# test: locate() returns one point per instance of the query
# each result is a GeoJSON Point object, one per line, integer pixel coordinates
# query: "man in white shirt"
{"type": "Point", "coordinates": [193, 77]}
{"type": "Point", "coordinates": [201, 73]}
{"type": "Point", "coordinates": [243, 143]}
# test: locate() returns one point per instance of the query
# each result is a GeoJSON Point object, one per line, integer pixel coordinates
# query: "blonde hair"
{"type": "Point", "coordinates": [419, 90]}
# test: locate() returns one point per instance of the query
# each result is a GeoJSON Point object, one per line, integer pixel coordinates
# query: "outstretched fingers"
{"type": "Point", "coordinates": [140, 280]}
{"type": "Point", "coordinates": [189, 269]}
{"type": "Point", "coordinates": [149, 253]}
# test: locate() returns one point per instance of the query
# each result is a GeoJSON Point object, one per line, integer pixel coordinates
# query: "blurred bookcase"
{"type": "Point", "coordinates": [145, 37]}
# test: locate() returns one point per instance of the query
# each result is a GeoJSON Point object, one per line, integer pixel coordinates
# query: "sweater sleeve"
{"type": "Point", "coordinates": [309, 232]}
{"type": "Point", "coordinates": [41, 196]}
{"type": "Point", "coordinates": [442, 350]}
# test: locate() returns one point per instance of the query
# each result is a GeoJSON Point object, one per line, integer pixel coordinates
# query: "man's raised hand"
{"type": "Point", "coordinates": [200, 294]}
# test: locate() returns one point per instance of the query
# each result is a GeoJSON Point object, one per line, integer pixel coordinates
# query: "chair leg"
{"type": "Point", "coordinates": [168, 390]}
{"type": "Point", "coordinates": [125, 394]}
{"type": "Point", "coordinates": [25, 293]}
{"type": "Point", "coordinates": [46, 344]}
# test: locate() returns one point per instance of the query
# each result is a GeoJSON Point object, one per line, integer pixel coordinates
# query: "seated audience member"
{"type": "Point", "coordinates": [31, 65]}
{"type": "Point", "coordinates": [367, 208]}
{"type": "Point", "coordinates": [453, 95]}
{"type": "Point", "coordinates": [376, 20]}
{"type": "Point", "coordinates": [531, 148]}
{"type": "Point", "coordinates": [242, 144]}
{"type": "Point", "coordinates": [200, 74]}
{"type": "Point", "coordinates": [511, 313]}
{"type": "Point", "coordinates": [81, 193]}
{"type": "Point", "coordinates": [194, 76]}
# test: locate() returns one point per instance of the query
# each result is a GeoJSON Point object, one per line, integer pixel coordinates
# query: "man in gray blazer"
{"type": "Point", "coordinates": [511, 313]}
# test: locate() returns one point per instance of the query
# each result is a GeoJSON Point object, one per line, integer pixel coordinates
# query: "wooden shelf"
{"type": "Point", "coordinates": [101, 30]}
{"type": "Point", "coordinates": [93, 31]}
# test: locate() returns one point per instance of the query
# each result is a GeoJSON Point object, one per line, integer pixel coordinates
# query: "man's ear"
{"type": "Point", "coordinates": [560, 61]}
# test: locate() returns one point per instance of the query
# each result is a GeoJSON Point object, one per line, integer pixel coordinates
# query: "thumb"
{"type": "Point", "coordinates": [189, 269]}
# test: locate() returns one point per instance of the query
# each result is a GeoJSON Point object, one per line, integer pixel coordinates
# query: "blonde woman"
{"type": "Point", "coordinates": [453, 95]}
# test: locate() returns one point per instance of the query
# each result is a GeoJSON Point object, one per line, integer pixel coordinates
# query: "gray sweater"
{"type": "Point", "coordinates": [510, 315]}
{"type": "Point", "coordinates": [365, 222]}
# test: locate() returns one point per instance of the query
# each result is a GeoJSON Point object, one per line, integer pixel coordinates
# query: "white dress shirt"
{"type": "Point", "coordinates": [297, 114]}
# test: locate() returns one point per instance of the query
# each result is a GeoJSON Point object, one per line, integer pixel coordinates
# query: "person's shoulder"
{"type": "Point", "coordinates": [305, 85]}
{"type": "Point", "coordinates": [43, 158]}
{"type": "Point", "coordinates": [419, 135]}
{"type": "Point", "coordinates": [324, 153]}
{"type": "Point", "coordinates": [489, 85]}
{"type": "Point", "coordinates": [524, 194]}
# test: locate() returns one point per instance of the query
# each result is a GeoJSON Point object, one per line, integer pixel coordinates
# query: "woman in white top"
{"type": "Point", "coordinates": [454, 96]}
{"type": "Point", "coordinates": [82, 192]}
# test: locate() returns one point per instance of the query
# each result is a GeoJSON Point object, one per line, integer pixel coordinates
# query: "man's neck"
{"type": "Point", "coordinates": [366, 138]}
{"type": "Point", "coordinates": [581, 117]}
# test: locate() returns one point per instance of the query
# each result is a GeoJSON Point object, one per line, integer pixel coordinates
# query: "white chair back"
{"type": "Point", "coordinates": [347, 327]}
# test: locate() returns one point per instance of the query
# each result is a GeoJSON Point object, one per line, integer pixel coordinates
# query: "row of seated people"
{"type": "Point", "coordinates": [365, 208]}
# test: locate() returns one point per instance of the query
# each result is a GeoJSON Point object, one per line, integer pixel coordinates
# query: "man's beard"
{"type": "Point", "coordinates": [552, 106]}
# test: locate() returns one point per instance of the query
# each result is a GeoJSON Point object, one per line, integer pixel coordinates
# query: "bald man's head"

WHAT IS NEEDED >>
Report every line in the material above that contains the word "seated", copying each one in full.

THE REPLY >>
# query: "seated audience member"
# query: "row of seated people"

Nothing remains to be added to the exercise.